- _STORED DATA_:
[START]

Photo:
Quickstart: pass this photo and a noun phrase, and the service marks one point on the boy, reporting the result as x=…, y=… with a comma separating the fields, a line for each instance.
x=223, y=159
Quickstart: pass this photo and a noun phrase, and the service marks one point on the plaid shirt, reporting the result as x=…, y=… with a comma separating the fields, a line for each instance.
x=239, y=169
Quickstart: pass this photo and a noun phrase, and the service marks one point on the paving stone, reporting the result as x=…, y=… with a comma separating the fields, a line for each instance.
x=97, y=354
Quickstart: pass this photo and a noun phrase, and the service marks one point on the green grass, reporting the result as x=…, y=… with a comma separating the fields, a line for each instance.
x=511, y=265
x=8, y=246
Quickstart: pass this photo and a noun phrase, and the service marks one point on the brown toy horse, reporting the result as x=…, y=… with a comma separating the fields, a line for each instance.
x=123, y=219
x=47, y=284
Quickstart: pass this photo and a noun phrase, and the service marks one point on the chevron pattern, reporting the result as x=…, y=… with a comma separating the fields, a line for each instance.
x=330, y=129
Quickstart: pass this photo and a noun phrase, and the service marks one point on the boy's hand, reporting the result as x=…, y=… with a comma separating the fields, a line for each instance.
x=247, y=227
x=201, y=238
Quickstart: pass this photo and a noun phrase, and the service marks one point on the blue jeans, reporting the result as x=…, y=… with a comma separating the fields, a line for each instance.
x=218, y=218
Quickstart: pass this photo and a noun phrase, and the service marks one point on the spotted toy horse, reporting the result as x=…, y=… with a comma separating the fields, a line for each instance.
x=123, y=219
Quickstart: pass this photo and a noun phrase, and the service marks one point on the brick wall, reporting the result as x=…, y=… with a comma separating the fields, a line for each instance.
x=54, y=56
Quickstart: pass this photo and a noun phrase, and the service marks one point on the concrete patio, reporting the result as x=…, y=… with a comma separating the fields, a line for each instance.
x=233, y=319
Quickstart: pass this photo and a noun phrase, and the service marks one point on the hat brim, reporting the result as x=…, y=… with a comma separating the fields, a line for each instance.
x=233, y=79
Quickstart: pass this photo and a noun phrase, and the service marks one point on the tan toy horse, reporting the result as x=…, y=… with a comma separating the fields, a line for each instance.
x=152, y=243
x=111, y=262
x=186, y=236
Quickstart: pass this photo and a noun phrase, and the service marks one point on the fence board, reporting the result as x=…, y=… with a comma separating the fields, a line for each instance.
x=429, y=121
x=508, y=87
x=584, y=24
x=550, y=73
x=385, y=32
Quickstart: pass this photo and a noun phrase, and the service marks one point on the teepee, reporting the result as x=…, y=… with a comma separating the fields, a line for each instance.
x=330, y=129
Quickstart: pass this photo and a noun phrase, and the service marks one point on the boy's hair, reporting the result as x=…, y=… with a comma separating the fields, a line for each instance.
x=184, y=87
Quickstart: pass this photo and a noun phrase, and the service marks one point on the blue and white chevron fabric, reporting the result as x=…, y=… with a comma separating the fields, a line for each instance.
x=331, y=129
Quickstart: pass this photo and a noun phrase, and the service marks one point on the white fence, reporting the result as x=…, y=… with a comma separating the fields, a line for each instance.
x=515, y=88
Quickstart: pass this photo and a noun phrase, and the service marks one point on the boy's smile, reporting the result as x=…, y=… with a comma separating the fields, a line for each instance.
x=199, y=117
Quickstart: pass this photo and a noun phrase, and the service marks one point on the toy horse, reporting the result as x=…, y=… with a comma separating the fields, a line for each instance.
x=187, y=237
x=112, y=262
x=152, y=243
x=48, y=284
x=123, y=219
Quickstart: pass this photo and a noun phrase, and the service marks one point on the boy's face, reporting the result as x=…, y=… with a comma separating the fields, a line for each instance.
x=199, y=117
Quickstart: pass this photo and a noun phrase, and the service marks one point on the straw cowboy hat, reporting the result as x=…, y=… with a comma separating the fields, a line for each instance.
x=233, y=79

[END]

- _DO THIS_: Please rescale the lines from the one with "on the paving" up to and including the one with "x=218, y=218", writing out every line again, not only the ones with coordinates. Multiply each coordinate by 1.9 and round it to a whole number, with halves rounding up, and give only these lines.

- _PROBLEM SOLUTION_:
Quickstart: pass this photo and a noun phrase, and the service marks one point on the paving stone, reporting the result as x=…, y=… with a comma separating the fields, a line for each instance.
x=184, y=673
Quickstart: pass this photo and a noun phrase, and the service marks one point on the green grass, reporting the result as x=…, y=… with a comma separating the fields, a line for each instance.
x=971, y=504
x=15, y=467
Quickstart: pass this photo and a noun phrase, and the service marks one point on the brown toy horse, reporting the result as x=…, y=… with a comma separating the fields, a line for each instance.
x=234, y=416
x=89, y=540
Quickstart: pass this photo and a noun phrase, and the service marks one point on the chevron pattern, reporting the result as x=…, y=… with a comma separating the fields, a line for each instance.
x=627, y=245
Quickstart: pass this photo and a noun phrase, and the service marks one point on the boy's hand, reporting the result as x=…, y=… with a comma separating the fields, a line for each instance.
x=469, y=431
x=382, y=452
Quickstart: pass this photo and a noun phrase, and the service marks one point on the blue jeans, reporting the result as x=…, y=… with a comma separating the fields, a line for each instance.
x=414, y=414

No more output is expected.